→ Verilen metin:
......

459
istediğimiz bu aslında hepimizin. bir maçta puan kaybedeceksek, bu derbi bile olsa, oyuna ilk defa giren emre yüzünden kaybedelim. bilmem kaç milyon verip getirttiğimiz adamlar yüzünden değil.
sizi bilmem, ama o pozisyonu kaçırınca, bulunduğum mekanda ben ayağa kalktım alkışladım emre'yi, sağımdaki solumdakiler sordu "abi sen galatasaraylı değil misin? böyle gol kaçıran adamı alkışlıosun?" diye.
ben orda volkan'ı alkışlamadım. sırf emre'yi de alkışlamadım. onu bu maçta son 20 dakika sokmaya cesaret edeni alkışladım, onu sonucu değiştirmeye bu kadar yaklaştıranı alkışladım, e tabi onu da alkışladım.
kaçırmışsa kaçırmış, canı sağolsun, helal olsun. hiç değilse bir dahaki maça "ulan geçen sefer şundan dolayı atamamıştım, demek böyle yapmam gerek" der ve o golü de yazar, içiniz rahat olsun.
geleceğin giovanni dos santos'u olacakmış. kim la dos santos? kim? geçen sene emre ne kadar şans buldu? dos santos ne kadar şans buldu? ona bi bakın. isterseniz oturup fayda analizi de yapalım. emre daha faydalı işler yaptı geçen sene.
işte benim rijkaard'ın gitmesine çok da üzülmediğim nokta bu. dos santos'u parlatma ihtirası yerine o şansları emre'ye verseydi, muhtemelen şu an boğazın öteki yanında "mına kodumun bücürü" lafları dolaşıyo olacaktı. noldu dos santos? gitti dimi?

......

(Kaynak veriler)
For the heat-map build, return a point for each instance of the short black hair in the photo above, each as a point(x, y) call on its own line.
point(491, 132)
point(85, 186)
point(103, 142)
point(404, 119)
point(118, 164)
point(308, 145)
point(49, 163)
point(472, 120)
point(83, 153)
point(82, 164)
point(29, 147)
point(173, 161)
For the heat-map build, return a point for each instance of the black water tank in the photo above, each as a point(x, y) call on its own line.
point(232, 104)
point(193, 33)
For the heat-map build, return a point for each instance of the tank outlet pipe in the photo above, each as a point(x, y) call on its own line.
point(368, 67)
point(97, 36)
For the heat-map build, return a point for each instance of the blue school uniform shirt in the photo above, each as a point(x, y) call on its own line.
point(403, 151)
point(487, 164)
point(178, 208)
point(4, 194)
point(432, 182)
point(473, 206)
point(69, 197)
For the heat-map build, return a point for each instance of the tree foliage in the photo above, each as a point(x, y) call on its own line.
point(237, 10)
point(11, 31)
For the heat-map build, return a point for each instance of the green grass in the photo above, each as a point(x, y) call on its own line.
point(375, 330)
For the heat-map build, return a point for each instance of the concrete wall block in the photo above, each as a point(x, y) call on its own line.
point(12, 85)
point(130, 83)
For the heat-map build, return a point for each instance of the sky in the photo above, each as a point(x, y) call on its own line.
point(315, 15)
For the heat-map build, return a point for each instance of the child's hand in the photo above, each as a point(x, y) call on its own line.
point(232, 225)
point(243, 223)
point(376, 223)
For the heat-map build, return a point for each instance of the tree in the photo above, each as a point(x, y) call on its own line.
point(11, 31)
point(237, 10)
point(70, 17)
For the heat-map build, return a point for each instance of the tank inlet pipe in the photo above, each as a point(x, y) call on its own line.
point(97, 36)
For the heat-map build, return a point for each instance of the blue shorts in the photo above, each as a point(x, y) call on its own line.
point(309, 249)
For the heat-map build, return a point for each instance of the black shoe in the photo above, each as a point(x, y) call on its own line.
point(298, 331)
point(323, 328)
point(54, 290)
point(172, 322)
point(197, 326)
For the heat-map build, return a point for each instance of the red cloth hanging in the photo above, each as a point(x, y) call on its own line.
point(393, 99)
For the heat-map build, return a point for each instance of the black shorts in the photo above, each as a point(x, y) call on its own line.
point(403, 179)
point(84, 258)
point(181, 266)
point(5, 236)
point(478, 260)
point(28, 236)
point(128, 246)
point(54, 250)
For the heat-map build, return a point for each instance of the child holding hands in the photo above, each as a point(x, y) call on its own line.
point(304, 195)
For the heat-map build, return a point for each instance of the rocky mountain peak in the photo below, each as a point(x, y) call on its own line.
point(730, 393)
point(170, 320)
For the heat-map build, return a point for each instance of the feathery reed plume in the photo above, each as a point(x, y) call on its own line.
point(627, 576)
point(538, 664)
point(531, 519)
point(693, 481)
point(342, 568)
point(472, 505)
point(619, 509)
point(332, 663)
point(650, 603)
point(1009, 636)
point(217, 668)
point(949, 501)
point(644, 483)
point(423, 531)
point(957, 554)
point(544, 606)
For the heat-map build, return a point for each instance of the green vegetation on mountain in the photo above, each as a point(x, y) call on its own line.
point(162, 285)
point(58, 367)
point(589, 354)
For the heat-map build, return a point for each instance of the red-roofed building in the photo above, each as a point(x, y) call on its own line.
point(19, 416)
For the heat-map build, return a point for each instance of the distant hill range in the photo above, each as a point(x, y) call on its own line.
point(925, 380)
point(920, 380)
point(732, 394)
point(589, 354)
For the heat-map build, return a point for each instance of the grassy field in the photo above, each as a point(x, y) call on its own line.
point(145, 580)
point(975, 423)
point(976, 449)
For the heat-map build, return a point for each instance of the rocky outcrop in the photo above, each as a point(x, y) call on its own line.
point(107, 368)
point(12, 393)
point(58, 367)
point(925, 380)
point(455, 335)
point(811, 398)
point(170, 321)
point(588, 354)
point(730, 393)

......

→ Yapılacak iş: Emre'yi anlatan metinden "geleceğin giovanni dos" ile "yaptı geçen sene." arasındaki bölümü, bu iki ifade de dahil olmak üzere hiç değiştirmeden yazın.

→ Görev yanıtı:
geleceğin giovanni dos santos'u olacakmış. kim la dos santos? kim? geçen sene emre ne kadar şans buldu? dos santos ne kadar şans buldu? ona bi bakın. isterseniz oturup fayda analizi de yapalım. emre daha faydalı işler yaptı geçen sene.